» Exercise requirements
Write the records out again, unchanged.

» Supplied material
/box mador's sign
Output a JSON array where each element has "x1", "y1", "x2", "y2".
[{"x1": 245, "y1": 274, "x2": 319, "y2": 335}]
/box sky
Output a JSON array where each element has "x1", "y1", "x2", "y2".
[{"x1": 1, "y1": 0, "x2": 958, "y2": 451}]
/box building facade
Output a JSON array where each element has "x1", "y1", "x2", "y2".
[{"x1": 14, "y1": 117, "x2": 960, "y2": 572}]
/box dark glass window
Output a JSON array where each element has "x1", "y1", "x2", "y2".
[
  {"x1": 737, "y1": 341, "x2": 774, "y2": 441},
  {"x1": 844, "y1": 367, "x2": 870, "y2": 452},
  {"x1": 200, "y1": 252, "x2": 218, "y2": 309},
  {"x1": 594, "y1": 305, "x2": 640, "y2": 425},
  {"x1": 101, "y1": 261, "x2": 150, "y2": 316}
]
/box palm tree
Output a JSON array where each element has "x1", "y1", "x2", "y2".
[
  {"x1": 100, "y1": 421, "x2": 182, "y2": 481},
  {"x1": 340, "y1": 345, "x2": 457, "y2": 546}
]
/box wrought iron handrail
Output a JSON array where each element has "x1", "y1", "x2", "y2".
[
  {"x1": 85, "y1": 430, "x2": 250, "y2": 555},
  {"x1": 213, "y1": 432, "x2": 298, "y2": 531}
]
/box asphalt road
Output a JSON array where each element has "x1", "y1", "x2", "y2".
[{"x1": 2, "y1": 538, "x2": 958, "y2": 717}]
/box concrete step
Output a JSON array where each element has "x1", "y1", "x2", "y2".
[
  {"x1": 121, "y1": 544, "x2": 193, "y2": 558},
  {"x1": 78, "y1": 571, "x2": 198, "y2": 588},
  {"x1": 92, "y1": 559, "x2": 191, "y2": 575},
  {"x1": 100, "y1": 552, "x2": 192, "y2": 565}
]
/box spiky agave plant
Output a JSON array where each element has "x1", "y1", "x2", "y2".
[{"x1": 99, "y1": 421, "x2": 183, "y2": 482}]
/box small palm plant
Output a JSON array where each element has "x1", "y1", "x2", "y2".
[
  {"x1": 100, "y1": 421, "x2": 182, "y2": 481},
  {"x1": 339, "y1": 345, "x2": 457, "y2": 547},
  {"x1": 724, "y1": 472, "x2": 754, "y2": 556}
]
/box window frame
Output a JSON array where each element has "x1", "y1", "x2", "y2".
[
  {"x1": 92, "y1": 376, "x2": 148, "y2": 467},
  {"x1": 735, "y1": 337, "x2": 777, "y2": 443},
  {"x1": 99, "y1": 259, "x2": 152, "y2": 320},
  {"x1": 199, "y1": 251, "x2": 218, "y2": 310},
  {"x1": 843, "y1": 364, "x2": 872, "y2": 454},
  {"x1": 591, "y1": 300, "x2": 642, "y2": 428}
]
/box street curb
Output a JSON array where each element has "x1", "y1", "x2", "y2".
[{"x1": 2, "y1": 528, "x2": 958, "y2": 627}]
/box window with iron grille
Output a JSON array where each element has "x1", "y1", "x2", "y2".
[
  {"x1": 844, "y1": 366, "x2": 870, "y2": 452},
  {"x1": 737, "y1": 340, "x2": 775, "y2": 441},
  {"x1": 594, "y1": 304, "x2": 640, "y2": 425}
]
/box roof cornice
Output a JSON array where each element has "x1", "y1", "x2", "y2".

» Output of the exercise
/box mador's sign
Output a JSON array where each element has "x1", "y1", "x2", "y2".
[{"x1": 245, "y1": 274, "x2": 319, "y2": 335}]
/box sky
Output a JSON array where each element has "x1", "y1", "x2", "y2".
[{"x1": 1, "y1": 0, "x2": 958, "y2": 451}]
/box building facade
Output a JSON array where each element has "x1", "y1", "x2", "y2".
[{"x1": 14, "y1": 117, "x2": 960, "y2": 572}]
/box dark glass window
Output a JSON array where each element has "x1", "y1", "x2", "y2".
[
  {"x1": 737, "y1": 341, "x2": 774, "y2": 441},
  {"x1": 844, "y1": 367, "x2": 870, "y2": 452},
  {"x1": 200, "y1": 252, "x2": 218, "y2": 309},
  {"x1": 594, "y1": 305, "x2": 640, "y2": 425},
  {"x1": 101, "y1": 261, "x2": 150, "y2": 316}
]
/box palm tree
Output a JSON array where each element has "x1", "y1", "x2", "y2".
[
  {"x1": 100, "y1": 421, "x2": 182, "y2": 481},
  {"x1": 340, "y1": 345, "x2": 457, "y2": 546}
]
/box wrought iron handrail
Output a JSON array where each element has "x1", "y1", "x2", "y2".
[
  {"x1": 85, "y1": 430, "x2": 250, "y2": 555},
  {"x1": 213, "y1": 432, "x2": 298, "y2": 531}
]
/box asphalt road
Output a JSON array where each element has "x1", "y1", "x2", "y2".
[{"x1": 2, "y1": 538, "x2": 958, "y2": 717}]
/box concrete step
Output a JSON array where each element has "x1", "y1", "x2", "y2".
[
  {"x1": 121, "y1": 544, "x2": 193, "y2": 558},
  {"x1": 78, "y1": 571, "x2": 198, "y2": 588},
  {"x1": 92, "y1": 559, "x2": 191, "y2": 575},
  {"x1": 100, "y1": 552, "x2": 192, "y2": 565}
]
/box spiky agave plant
Output a JSON array where each element has "x1", "y1", "x2", "y2".
[{"x1": 99, "y1": 421, "x2": 183, "y2": 482}]
/box small palm plant
Output a JSON array where each element has "x1", "y1", "x2", "y2".
[
  {"x1": 100, "y1": 421, "x2": 182, "y2": 481},
  {"x1": 339, "y1": 345, "x2": 457, "y2": 547},
  {"x1": 724, "y1": 472, "x2": 754, "y2": 556}
]
/box window frame
Output a JSON array where each element has "x1", "y1", "x2", "y2".
[
  {"x1": 92, "y1": 376, "x2": 148, "y2": 467},
  {"x1": 735, "y1": 337, "x2": 777, "y2": 443},
  {"x1": 99, "y1": 259, "x2": 152, "y2": 320},
  {"x1": 199, "y1": 251, "x2": 218, "y2": 310},
  {"x1": 843, "y1": 364, "x2": 872, "y2": 454},
  {"x1": 591, "y1": 300, "x2": 642, "y2": 428}
]
/box street curb
Output a JSON array where each element has "x1", "y1", "x2", "y2".
[{"x1": 2, "y1": 528, "x2": 958, "y2": 627}]
/box window with iron grille
Output a JSON array where each element has "x1", "y1", "x2", "y2".
[
  {"x1": 844, "y1": 366, "x2": 870, "y2": 452},
  {"x1": 737, "y1": 340, "x2": 775, "y2": 441},
  {"x1": 594, "y1": 304, "x2": 640, "y2": 425}
]
/box roof cornice
Output a JSON array where each element has "x1", "y1", "x2", "y2".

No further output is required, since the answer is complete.